* **ACTIVITY**
Output every record again so that it matches the original word for word.

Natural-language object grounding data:
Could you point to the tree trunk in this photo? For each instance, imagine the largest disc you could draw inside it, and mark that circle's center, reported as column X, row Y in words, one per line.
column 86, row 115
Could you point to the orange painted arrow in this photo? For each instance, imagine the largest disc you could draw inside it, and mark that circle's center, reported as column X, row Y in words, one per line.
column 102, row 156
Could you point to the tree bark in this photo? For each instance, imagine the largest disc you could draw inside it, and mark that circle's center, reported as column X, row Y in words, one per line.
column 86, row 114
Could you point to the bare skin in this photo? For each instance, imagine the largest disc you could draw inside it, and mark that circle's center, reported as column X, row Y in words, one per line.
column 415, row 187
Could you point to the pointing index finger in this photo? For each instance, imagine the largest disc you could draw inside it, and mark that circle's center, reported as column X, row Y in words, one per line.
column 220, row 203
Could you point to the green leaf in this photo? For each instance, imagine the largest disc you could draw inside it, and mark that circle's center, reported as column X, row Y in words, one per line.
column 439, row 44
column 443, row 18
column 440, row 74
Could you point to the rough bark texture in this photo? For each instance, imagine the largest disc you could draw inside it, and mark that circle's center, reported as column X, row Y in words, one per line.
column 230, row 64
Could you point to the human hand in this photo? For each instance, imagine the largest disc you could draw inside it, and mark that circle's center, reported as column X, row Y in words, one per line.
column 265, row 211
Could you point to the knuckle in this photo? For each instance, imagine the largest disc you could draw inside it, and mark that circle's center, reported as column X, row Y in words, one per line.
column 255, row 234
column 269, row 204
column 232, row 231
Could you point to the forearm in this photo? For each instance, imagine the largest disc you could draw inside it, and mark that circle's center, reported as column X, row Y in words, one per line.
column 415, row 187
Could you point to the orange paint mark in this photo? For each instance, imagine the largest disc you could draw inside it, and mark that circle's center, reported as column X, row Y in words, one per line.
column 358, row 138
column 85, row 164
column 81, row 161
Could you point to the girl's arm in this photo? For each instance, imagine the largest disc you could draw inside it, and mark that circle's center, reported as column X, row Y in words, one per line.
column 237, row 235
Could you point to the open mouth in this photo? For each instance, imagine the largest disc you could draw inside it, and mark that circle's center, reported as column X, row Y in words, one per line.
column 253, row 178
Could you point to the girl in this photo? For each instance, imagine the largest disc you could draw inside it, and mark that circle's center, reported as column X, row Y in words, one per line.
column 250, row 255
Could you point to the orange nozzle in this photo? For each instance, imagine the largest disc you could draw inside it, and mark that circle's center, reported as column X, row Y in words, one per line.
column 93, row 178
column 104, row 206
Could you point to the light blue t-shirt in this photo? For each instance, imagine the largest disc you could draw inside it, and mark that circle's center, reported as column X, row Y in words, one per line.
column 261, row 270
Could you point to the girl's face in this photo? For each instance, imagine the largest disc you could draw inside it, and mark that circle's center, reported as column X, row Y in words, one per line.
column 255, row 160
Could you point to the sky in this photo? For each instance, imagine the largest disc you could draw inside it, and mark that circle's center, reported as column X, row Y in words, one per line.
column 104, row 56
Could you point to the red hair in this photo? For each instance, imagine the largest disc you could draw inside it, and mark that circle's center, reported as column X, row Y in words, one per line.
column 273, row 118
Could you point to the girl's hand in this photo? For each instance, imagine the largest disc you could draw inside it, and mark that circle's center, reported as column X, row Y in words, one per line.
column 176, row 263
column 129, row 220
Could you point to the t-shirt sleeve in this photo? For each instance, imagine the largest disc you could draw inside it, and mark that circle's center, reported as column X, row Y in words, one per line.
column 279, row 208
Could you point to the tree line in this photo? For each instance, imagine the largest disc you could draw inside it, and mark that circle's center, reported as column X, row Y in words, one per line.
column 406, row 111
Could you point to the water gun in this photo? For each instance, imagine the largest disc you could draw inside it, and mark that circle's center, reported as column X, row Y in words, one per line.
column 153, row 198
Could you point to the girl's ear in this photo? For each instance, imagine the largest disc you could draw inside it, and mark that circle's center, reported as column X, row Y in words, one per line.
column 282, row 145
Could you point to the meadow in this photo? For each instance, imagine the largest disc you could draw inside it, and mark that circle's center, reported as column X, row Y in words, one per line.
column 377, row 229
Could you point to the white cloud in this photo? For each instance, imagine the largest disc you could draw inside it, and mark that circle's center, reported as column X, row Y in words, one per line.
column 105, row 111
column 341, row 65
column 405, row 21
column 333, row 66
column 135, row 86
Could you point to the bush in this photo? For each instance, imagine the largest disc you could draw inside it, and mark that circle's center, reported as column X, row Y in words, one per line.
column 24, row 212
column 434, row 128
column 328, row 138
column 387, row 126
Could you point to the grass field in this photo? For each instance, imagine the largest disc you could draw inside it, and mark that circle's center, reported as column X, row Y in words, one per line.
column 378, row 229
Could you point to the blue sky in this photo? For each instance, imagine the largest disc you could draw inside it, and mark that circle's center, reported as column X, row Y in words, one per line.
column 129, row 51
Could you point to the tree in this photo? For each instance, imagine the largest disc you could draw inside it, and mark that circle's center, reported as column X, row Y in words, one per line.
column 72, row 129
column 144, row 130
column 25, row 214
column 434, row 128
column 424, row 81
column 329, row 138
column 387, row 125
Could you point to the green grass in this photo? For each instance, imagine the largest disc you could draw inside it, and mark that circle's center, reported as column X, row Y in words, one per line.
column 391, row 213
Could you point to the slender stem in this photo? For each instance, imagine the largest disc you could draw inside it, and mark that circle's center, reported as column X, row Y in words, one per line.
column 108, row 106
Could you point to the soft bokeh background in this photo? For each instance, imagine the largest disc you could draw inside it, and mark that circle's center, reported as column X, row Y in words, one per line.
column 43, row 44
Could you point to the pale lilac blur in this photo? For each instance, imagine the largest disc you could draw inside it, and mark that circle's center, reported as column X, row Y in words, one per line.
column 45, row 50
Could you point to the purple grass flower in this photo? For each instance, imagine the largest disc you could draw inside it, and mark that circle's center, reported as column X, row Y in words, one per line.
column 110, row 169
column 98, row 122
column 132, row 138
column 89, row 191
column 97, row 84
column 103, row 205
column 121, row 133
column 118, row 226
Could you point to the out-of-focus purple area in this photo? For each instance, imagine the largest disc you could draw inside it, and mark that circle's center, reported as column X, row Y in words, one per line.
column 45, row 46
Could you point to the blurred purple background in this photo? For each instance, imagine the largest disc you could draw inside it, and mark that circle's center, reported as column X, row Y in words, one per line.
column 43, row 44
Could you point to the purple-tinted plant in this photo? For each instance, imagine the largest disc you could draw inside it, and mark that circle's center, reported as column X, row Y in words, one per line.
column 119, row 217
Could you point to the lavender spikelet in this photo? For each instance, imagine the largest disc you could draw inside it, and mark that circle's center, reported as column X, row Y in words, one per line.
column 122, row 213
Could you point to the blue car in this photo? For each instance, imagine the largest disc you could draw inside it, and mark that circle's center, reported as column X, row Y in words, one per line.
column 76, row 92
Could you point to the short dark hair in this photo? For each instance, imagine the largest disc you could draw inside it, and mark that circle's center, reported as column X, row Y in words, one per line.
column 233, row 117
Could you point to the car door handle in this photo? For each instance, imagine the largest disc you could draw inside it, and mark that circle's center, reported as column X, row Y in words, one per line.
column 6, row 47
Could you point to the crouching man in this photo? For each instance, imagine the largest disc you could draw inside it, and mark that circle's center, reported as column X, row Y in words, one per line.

* **COMPLETED TASK**
Could you point to the tree trunk in this photo? For each instance, imagine the largest disc you could draw inside it, and mark that circle's center, reported as column X, row Y in words, one per line.
column 86, row 115
Could you point to the orange painted arrow in this photo? For each instance, imagine the largest disc you could draw inside it, and mark that circle's center, reported as column X, row Y in words, one per line.
column 102, row 156
Could you point to the tree bark in this photo? For each instance, imagine the largest disc you could draw inside it, and mark that circle's center, reported as column X, row Y in words, one per line.
column 86, row 114
Could you point to the bare skin in this photo? For each instance, imagine the largest disc you could draw inside it, and mark that circle's center, reported as column X, row Y in words, one per line.
column 415, row 187
Could you point to the pointing index finger in this photo? For each instance, imagine the largest disc you could draw inside it, and mark that circle's center, reported as column X, row Y in words, one per line.
column 220, row 203
Could you point to the green leaf in this photo? For each instance, imagine the largest disc you could draw inside it, and mark that circle's center, reported as column X, row Y in words, one per line.
column 439, row 44
column 443, row 18
column 440, row 74
Could you point to the rough bark texture in this photo? For each instance, imagine the largest disc you could draw inside it, and mark that circle's center, reported as column X, row Y in words, one per line.
column 230, row 64
Could you point to the human hand in this photo? For each instance, imagine the largest disc you could draw inside it, and mark that circle's center, reported as column X, row Y in words, one per line.
column 265, row 211
Could you point to the knuckle in this photo? For each instance, imagine the largest disc you could draw inside it, and mark that circle's center, reported as column X, row Y in words, one per line.
column 255, row 234
column 269, row 204
column 232, row 231
Could you point to the forearm in this photo? For each instance, imagine the largest disc you could draw inside it, and mark that circle's center, reported as column X, row Y in words, one per line.
column 415, row 187
Could you point to the orange paint mark in this photo? For each instance, imagine the largest disc you could draw inside it, and mark that circle's center, reported as column X, row Y in words, one per line.
column 358, row 138
column 85, row 164
column 81, row 161
Could you point to the girl's arm in this photo? For each instance, imagine the largest disc you could draw inside it, and mark that circle's center, reported as column X, row Y in words, one per line.
column 237, row 235
Could you point to the open mouth in this photo? For each instance, imagine the largest disc you could draw inside it, and mark that circle's center, reported as column X, row Y in words, one per line.
column 253, row 178
Could you point to the girl in this photo? For each instance, imagine the largest disc you could draw inside it, and mark that circle's center, reported as column X, row Y in words, one per line.
column 250, row 255
Could you point to the orange nozzle in this photo? For each instance, imagine the largest disc you could draw inside it, and mark that circle's center, reported as column X, row Y in words, one per line.
column 93, row 178
column 104, row 206
Could you point to the light blue t-shirt in this photo? For each instance, imagine the largest disc you could draw inside it, and mark that circle's center, reported as column X, row Y in words, one per line.
column 261, row 270
Could you point to the girl's face in this photo? For each instance, imagine the largest disc you could draw inside it, and mark that circle's center, reported as column X, row Y in words, one per line.
column 255, row 160
Could you point to the sky in this photo? For each instance, imagine the largest disc you could draw inside it, and mark that circle's center, reported as column X, row Y in words, one per line.
column 104, row 56
Could you point to the red hair in this photo? For each instance, imagine the largest disc you could draw inside it, and mark that circle's center, reported as column X, row Y in words, one per line.
column 273, row 118
Could you point to the girl's hand in this photo? For each instance, imagine the largest disc you could draw inside it, and mark that circle's center, reported as column X, row Y in words, one per line.
column 176, row 263
column 129, row 220
Could you point to the t-shirt sleeve in this photo? For each instance, imagine the largest disc you could draw inside it, and mark that circle's center, reported as column X, row Y in words, one per line.
column 279, row 208
Could you point to the tree line in this photo? For each instance, imagine the largest disc you could draw inside it, and mark that circle's center, reported as column X, row Y in words, one per line.
column 406, row 111
Could you point to the water gun in this photo? For each instance, imagine the largest disc you could draw inside it, and mark that circle's center, reported as column X, row Y in words, one per line.
column 153, row 198
Could you point to the girl's ear in this photo? For each instance, imagine the largest disc you could draw inside it, and mark that circle's center, reported as column X, row Y in words, one per line.
column 282, row 145
Could you point to the meadow in this photo? For each instance, imagine the largest disc you could draw inside it, and mark that circle's center, reported as column X, row Y in words, one per line.
column 377, row 229
Could you point to the white cloud in this photo? For each instance, imagine the largest disc you could draw inside it, and mark that circle's center, reported as column X, row Y in words, one per line.
column 105, row 111
column 341, row 65
column 405, row 21
column 333, row 66
column 135, row 86
Could you point to the bush in this photo? For each instance, imagine the largest disc you could draw inside it, and mark that circle's center, reported as column X, row Y in words, one per line.
column 24, row 212
column 434, row 128
column 328, row 138
column 387, row 126
Could you point to the grass field in this photo? For each instance, imagine the largest disc you could draw inside it, and mark that circle's center, reported as column X, row Y in words, one per line.
column 378, row 229
Could you point to the blue sky in this photo? For each instance, imagine the largest disc you could draw inside it, and mark that circle's center, reported as column X, row Y in words, one per line.
column 129, row 51
Could you point to the tree in this photo? For each instance, imagine the largest disc you could draw inside it, and mark that circle's center, reported as column X, row Y in words, one per line.
column 72, row 129
column 144, row 130
column 25, row 214
column 434, row 128
column 424, row 81
column 329, row 138
column 387, row 125
Could you point to the green grass in this photo? For each instance, imagine the largest disc you could draw inside it, and mark that circle's center, reported as column X, row Y in words, one per line.
column 391, row 213
Could you point to the slender stem in this photo? For each instance, imagine the largest disc you could draw inside it, and mark that circle's center, reported as column X, row Y in words, one per line.
column 108, row 106
Could you point to the soft bokeh background in this photo? For each instance, imagine the largest disc you could draw inside it, and mark that circle's center, reported as column X, row Y in words, one per line.
column 43, row 44
Could you point to the pale lilac blur in this photo? For each instance, imagine the largest disc you could draw inside it, and mark that circle's center, reported as column X, row Y in words, one per line.
column 45, row 50
Could you point to the purple grass flower in this photo? For each instance, imagine the largest disc you could draw inside it, and mark that circle's center, reported as column X, row Y in words, one per line.
column 110, row 169
column 98, row 122
column 132, row 138
column 89, row 191
column 97, row 84
column 103, row 205
column 121, row 133
column 118, row 226
Could you point to the out-of-focus purple area in this photo? For each instance, imagine the largest disc you could draw inside it, and mark that circle's center, reported as column X, row Y in words, one per line.
column 45, row 46
Could you point to the blurred purple background in this photo? For each instance, imagine the largest disc you could draw inside it, and mark that circle's center, reported as column X, row Y in words, one per line.
column 43, row 44
Could you point to the purple-tinted plant in this photo? For each instance, imagine the largest disc you could draw inside it, and mark that circle's center, reported as column X, row Y in words, one per line.
column 119, row 217
Could you point to the lavender spikelet in this photo? For each instance, imagine the largest disc you could draw inside it, and mark that circle's center, reported as column X, row Y in words, one per line.
column 122, row 213
Could you point to the blue car in this photo? For each instance, imagine the largest disc you could draw inside it, and mark that circle's center, reported as column X, row Y in words, one per line.
column 76, row 92
Could you point to the short dark hair in this photo? For each instance, imagine the largest disc you could draw inside it, and mark that circle's center, reported as column X, row Y in words, one per line.
column 233, row 117
Could you point to the car door handle in this photo? For each instance, imagine the largest disc you could draw inside it, and mark that circle's center, reported as column X, row Y in words, one per line.
column 6, row 47
Could you point to the crouching man in this photo? For each instance, imagine the largest disc you could draw inside it, and mark that circle's center, reported as column X, row Y in words, one per line.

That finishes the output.